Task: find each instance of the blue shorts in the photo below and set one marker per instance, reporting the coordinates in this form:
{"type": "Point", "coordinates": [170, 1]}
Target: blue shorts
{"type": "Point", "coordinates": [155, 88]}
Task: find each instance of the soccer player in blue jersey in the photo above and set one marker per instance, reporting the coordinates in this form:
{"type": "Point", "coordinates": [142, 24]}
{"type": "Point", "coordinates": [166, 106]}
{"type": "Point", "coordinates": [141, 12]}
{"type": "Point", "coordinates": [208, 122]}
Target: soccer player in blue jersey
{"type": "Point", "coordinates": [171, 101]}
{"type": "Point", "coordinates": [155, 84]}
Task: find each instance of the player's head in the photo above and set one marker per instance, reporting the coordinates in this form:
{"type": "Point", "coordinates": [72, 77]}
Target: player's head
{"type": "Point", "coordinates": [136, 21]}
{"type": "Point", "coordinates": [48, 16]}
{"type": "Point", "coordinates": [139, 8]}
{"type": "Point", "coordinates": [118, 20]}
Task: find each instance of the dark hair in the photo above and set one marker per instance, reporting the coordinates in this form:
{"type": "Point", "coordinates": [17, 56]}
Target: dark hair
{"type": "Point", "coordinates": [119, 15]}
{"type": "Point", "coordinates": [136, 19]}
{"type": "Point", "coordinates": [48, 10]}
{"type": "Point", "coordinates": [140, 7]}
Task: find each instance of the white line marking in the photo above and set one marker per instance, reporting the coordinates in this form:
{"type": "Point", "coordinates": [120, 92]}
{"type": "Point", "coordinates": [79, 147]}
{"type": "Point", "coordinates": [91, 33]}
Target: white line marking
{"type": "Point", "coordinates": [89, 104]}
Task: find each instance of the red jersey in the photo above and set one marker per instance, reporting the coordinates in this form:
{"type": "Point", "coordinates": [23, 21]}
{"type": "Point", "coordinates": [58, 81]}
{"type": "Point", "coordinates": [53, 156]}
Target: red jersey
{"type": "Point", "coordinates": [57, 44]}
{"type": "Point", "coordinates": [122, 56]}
━━━━━━━━━━━━━━━━
- _PROBLEM TO WORK ON_:
Copy the entries exactly, leaving no line out.

- _ANSWER FOR THE TASK_:
Task: find each instance of the blue shorts in the photo below and set one marker per instance, reporting the coordinates in this form:
{"type": "Point", "coordinates": [170, 1]}
Target: blue shorts
{"type": "Point", "coordinates": [155, 88]}
Task: find each instance of the soccer player in blue jersey in the photo above and set one marker per instance, reporting the coordinates in this form:
{"type": "Point", "coordinates": [142, 24]}
{"type": "Point", "coordinates": [166, 106]}
{"type": "Point", "coordinates": [141, 12]}
{"type": "Point", "coordinates": [208, 122]}
Target: soccer player in blue jersey
{"type": "Point", "coordinates": [171, 101]}
{"type": "Point", "coordinates": [155, 84]}
Task: find each instance of the player's head in the photo above and set one marker per instance, reporting the coordinates in this form:
{"type": "Point", "coordinates": [72, 77]}
Target: player's head
{"type": "Point", "coordinates": [136, 21]}
{"type": "Point", "coordinates": [48, 16]}
{"type": "Point", "coordinates": [139, 8]}
{"type": "Point", "coordinates": [118, 20]}
Task: find each instance of the dark hair in the photo above and set one marker per instance, reporting the coordinates in this form:
{"type": "Point", "coordinates": [17, 56]}
Target: dark hair
{"type": "Point", "coordinates": [119, 15]}
{"type": "Point", "coordinates": [136, 19]}
{"type": "Point", "coordinates": [48, 10]}
{"type": "Point", "coordinates": [140, 7]}
Task: find each instance of the white line marking in the photo above and set one marker per instance, reporting the coordinates in this form:
{"type": "Point", "coordinates": [120, 92]}
{"type": "Point", "coordinates": [79, 147]}
{"type": "Point", "coordinates": [91, 33]}
Target: white line marking
{"type": "Point", "coordinates": [89, 104]}
Task: find each instance of the red jersey in the photo above and set one marker per instance, reporting the coordinates in this form:
{"type": "Point", "coordinates": [23, 21]}
{"type": "Point", "coordinates": [58, 81]}
{"type": "Point", "coordinates": [53, 156]}
Target: red jersey
{"type": "Point", "coordinates": [57, 44]}
{"type": "Point", "coordinates": [122, 56]}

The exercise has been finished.